▶ **GIVEN REQUEST**
Show each line of the items below that contains the word "rear".

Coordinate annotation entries
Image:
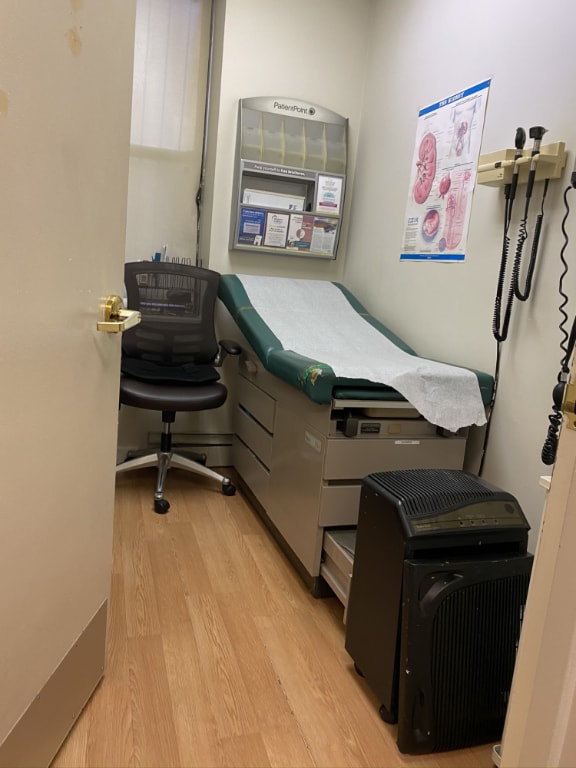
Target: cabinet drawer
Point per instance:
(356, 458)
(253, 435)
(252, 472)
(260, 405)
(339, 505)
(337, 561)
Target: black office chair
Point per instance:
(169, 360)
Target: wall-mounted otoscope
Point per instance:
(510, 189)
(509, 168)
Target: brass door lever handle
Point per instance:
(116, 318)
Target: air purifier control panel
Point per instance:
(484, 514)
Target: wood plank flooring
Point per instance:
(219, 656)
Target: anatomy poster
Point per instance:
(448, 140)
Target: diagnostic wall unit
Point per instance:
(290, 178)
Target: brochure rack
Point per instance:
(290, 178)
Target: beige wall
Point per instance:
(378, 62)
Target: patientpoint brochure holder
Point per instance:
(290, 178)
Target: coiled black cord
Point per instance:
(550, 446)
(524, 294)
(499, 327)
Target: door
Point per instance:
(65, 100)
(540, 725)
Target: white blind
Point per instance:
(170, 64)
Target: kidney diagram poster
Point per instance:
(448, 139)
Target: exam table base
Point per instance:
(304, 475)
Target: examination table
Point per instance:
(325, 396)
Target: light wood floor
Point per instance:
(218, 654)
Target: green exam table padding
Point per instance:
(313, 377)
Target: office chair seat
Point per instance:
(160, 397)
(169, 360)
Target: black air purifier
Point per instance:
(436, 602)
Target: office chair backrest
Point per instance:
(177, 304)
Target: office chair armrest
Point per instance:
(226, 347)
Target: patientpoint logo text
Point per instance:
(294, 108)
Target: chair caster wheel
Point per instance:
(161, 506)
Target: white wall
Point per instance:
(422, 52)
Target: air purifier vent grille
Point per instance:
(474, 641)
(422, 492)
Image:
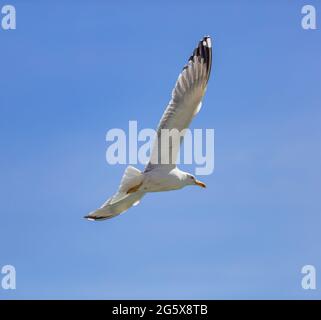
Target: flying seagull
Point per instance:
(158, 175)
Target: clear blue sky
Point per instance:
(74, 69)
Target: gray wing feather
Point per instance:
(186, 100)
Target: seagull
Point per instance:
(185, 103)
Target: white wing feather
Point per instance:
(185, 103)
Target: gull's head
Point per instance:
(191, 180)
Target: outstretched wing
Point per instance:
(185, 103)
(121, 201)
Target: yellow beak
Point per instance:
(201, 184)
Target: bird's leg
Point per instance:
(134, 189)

==

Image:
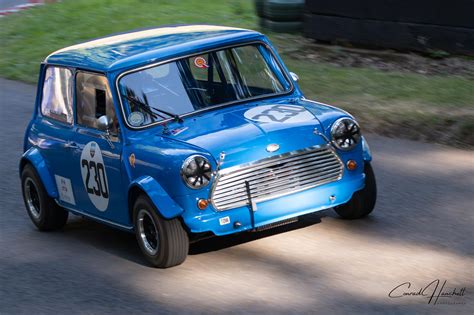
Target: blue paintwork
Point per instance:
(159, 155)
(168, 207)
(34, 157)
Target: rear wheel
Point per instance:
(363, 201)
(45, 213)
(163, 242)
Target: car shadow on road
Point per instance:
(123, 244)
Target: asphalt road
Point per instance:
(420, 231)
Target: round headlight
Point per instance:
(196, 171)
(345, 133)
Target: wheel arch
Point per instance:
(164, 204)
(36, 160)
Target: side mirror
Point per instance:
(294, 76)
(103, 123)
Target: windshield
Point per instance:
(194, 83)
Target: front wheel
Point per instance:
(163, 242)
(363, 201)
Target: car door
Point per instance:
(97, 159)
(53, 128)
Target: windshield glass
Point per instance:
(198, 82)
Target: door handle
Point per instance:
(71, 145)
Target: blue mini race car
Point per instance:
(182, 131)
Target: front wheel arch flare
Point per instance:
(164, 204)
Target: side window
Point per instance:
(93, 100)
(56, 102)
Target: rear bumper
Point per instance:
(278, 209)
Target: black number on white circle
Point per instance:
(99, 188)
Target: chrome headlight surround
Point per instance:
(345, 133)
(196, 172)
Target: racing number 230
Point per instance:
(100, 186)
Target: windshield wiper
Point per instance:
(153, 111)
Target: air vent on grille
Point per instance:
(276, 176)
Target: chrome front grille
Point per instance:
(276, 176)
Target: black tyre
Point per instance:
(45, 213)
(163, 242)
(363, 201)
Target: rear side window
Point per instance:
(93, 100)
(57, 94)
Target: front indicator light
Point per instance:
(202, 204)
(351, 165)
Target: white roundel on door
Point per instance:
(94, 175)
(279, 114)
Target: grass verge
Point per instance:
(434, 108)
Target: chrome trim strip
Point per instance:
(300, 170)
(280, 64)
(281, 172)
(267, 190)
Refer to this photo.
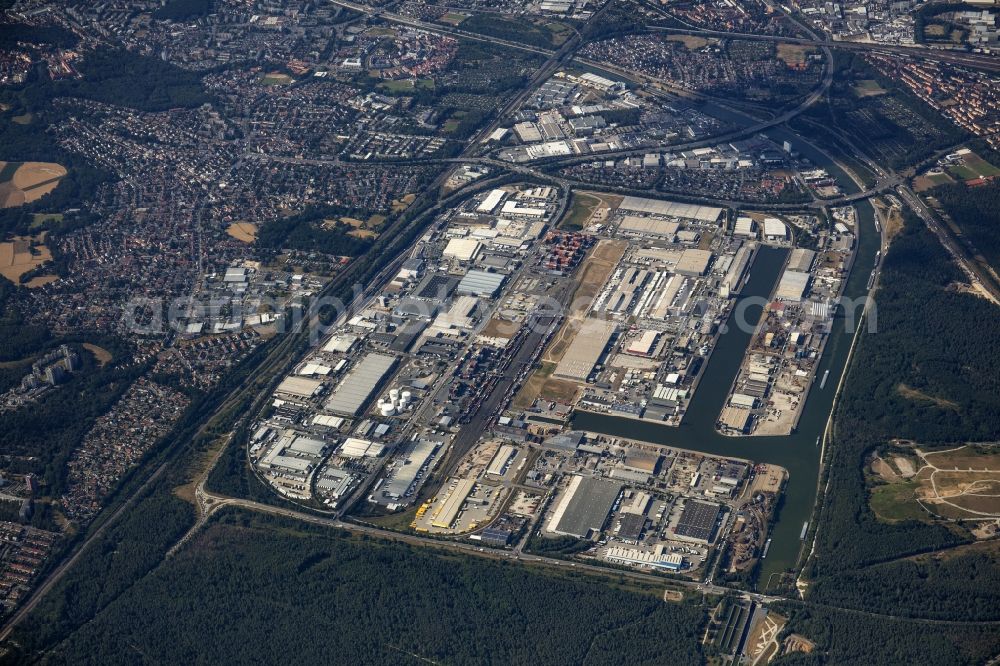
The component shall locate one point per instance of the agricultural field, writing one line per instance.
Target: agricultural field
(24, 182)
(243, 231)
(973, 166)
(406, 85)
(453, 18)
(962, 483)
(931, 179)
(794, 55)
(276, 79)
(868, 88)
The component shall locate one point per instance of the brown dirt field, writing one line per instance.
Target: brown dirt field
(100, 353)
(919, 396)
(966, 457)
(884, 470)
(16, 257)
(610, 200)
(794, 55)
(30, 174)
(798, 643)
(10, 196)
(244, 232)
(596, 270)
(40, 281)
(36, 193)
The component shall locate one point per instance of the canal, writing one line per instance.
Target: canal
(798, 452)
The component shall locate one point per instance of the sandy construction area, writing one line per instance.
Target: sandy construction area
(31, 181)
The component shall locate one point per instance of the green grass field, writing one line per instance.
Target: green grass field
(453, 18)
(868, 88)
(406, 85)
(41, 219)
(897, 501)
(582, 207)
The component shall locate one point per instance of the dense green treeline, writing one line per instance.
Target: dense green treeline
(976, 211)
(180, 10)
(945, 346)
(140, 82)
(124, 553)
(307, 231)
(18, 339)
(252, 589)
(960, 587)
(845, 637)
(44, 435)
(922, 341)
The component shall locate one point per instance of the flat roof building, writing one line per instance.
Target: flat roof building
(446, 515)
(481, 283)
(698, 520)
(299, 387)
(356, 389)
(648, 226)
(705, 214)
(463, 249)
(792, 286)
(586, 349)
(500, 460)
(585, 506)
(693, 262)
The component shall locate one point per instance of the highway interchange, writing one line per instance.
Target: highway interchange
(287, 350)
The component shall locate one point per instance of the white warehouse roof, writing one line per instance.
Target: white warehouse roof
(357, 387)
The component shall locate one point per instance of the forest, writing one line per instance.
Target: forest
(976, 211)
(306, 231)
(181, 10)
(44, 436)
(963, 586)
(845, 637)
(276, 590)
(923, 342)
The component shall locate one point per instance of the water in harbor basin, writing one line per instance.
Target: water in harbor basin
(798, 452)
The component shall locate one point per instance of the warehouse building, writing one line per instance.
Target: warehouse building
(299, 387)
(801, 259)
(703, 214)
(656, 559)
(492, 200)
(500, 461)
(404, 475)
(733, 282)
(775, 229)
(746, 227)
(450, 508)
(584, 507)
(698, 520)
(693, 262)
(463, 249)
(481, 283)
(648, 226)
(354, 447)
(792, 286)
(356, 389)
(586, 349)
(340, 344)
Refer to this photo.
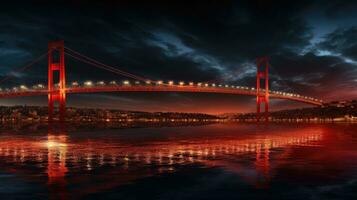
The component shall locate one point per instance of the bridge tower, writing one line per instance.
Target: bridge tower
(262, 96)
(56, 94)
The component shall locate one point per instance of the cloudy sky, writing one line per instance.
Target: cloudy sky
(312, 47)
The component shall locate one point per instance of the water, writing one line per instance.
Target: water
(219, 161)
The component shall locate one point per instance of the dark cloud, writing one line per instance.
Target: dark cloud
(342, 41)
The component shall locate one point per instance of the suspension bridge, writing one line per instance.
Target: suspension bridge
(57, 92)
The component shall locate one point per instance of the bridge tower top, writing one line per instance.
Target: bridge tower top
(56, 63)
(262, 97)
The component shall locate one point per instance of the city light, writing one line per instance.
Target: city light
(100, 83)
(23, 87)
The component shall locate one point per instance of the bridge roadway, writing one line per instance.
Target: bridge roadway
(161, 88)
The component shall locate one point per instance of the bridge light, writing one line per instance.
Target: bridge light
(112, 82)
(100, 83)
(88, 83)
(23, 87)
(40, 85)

---

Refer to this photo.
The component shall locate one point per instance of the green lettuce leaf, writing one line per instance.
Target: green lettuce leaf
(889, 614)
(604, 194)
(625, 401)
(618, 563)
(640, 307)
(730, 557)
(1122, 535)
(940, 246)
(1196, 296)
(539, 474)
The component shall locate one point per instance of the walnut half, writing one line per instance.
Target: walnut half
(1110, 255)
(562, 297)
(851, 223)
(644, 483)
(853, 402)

▶ **RESULT OF THE TASK**
Target: rear wheel
Target: rear bumper
Target: rear side window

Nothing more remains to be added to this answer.